Exact copy, no pictures: output each line below as it stands.
*** Opening of Dataset records ***
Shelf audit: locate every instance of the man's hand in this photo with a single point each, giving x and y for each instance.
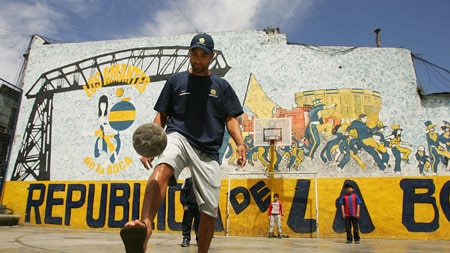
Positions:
(147, 162)
(241, 149)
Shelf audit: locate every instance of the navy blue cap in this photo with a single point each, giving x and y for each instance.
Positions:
(203, 41)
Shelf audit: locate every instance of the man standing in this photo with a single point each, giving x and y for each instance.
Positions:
(275, 213)
(194, 106)
(190, 207)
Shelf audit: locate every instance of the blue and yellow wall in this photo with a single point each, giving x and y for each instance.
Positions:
(72, 163)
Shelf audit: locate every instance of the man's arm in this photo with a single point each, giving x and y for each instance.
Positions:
(235, 131)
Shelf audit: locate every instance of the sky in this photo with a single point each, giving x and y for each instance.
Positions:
(421, 26)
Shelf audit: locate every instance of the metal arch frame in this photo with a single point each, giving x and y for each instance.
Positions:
(34, 156)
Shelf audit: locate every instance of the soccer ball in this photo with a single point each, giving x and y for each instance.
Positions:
(149, 140)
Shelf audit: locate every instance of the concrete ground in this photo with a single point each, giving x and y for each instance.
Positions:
(29, 239)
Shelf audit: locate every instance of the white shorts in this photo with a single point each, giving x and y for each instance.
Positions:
(205, 171)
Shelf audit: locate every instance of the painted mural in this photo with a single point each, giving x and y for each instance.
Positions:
(354, 114)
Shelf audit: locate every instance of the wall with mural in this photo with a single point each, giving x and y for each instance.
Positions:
(355, 115)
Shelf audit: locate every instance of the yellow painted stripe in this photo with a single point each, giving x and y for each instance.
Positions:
(122, 115)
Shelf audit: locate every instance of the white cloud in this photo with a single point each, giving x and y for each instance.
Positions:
(230, 15)
(18, 21)
(69, 19)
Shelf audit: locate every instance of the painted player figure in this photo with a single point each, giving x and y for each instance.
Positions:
(275, 213)
(194, 106)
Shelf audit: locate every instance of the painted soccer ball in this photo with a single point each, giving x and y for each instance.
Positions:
(149, 140)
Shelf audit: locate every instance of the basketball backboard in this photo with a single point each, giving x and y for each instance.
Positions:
(272, 129)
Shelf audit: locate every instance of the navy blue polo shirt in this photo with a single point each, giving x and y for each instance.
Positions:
(197, 107)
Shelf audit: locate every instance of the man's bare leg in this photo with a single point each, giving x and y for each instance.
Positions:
(205, 232)
(155, 191)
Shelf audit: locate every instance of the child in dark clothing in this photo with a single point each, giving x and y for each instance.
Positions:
*** Close of Dataset records ***
* **Answer below**:
Shelf audit: locate every instance of the man's hand in this photo with a single point each, giving x and y for each instance.
Positions:
(147, 162)
(241, 149)
Shelf audit: locate every instance of the navy blue cap in this photo with a single point each, giving x and y for each instance.
Positions:
(203, 41)
Shelf audit: locate every instance of the man standing in this photo with a single point each, giving x and y for each instance.
Positions:
(275, 213)
(194, 106)
(190, 207)
Shelf audit: locate every instance of the blue and yellow wall in this photo with a single point each, giving x and y for each instance.
Positions:
(72, 163)
Shelf audit: locate every instance of the man's arm in this photo with a single point each, giving x and y for each instance.
Positions:
(235, 131)
Shelf audit: locate every instance of the sky in this photo with a single point each, giving x and y for each instance.
Positions:
(421, 26)
Shelf audit: locate every instance of the metal arch frame in this photo with a single point each, giving x and y for each instance.
Positions:
(34, 156)
Shelf audit: locate every instance of the soccer ball in this photo with a single point each, giving x and y for each instance.
Positions:
(149, 140)
Shelf audit: locate every instance of the concrete ground in this photo with a single point each, giving x and y for each instance.
Positions:
(29, 239)
Shelf audit: locate every instance of the white shorts in this photo with a single point each, giving x and y for each instance.
Positions:
(205, 171)
Shelf audit: locate every instance of the painted mural in this photo with a single point each, giving x and y for each instance.
Positions:
(354, 114)
Shelf audit: locate every instance of the wall with mural in this photo with a single point each, giving x and y for each instance.
Positions:
(355, 115)
Shelf audit: locate every instance of the yellow painted stripe in this photo with a single point each, giving x and y for each instance.
Positions:
(122, 115)
Shelf audit: locate every instance of the white cloud in this photo with a single point each, giving x and y for each instance.
Positions:
(230, 15)
(18, 21)
(69, 19)
Shelf audit: locate every instance of the painted player figure in this photo with a single point each, giving x and y for each instance.
Positions:
(275, 213)
(194, 106)
Shelf audit: locate every instance of the painted soccer ball in this photo with a single point each, giving x and y for each instance.
Positions:
(149, 140)
Shelf audit: locate every instance of the basketball backboard in this photo with a single point each, giving x and y for each instance.
Positions:
(272, 129)
Shelf audit: locate every instance of the navy blue polo shirt in this photo with a single point each, giving x and y for each instance.
Positions:
(197, 107)
Shelf audit: locate every instance of the man's bare leg in this photo with a single point each, giving x and y for each instance.
Positions:
(205, 232)
(155, 191)
Shelf audit: locate every instance of the child in dark clothing in this photo with a single point each, giving x and y for each instance.
Positions:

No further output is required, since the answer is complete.